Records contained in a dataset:

* * *

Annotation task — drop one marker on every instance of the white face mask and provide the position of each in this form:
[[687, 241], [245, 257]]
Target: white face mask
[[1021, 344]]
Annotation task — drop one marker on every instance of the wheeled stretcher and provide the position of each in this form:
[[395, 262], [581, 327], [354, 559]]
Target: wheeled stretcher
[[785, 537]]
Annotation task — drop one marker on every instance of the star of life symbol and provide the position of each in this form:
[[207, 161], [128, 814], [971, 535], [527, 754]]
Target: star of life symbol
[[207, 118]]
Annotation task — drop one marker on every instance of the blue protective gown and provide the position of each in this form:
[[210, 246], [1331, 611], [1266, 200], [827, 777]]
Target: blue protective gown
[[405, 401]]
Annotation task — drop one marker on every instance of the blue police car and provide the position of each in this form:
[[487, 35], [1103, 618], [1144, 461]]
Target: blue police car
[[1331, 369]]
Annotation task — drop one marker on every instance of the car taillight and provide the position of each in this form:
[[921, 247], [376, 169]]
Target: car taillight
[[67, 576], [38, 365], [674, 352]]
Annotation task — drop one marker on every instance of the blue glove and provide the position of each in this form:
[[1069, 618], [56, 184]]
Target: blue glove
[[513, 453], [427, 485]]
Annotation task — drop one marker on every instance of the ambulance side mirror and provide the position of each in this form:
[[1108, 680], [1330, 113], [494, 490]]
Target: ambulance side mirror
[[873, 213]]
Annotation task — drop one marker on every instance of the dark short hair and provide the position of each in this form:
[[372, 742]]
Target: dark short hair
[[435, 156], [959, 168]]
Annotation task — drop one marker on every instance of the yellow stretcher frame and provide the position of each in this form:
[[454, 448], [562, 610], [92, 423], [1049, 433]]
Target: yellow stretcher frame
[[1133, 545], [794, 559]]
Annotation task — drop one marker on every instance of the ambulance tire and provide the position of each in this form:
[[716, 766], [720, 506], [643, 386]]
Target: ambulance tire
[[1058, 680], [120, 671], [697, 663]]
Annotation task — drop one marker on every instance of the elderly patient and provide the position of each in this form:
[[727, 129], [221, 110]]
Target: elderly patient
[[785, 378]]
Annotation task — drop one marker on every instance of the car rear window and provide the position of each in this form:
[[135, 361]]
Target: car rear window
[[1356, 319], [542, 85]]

* * *

_Instructions to follow_
The required output is the set of lines from the first line of the data through the line that contains "[[210, 246], [1331, 611], [1266, 200], [827, 777]]", transcribed exactly.

_Output of the exercise_
Annotation task — drop one marker on every instance of the white face mask and provide the position of each in this form:
[[687, 241], [245, 257]]
Target: white face mask
[[1021, 344]]
Annotation task — drop one marker on every instance of the wheeled stretcher and provide the position of each in this form:
[[395, 262], [581, 327], [354, 559]]
Target: wheeled stretcher
[[785, 537]]
Annotation task — drop one marker on every instance of the star of life symbol and provide the position of each in this form:
[[207, 161], [128, 814], [971, 535], [527, 754]]
Target: star of life symbol
[[207, 118]]
Annotation task — drop one marker on every instance of the blue protective gown and provide the position of each in this form:
[[210, 246], [1331, 611], [1266, 200], [827, 777]]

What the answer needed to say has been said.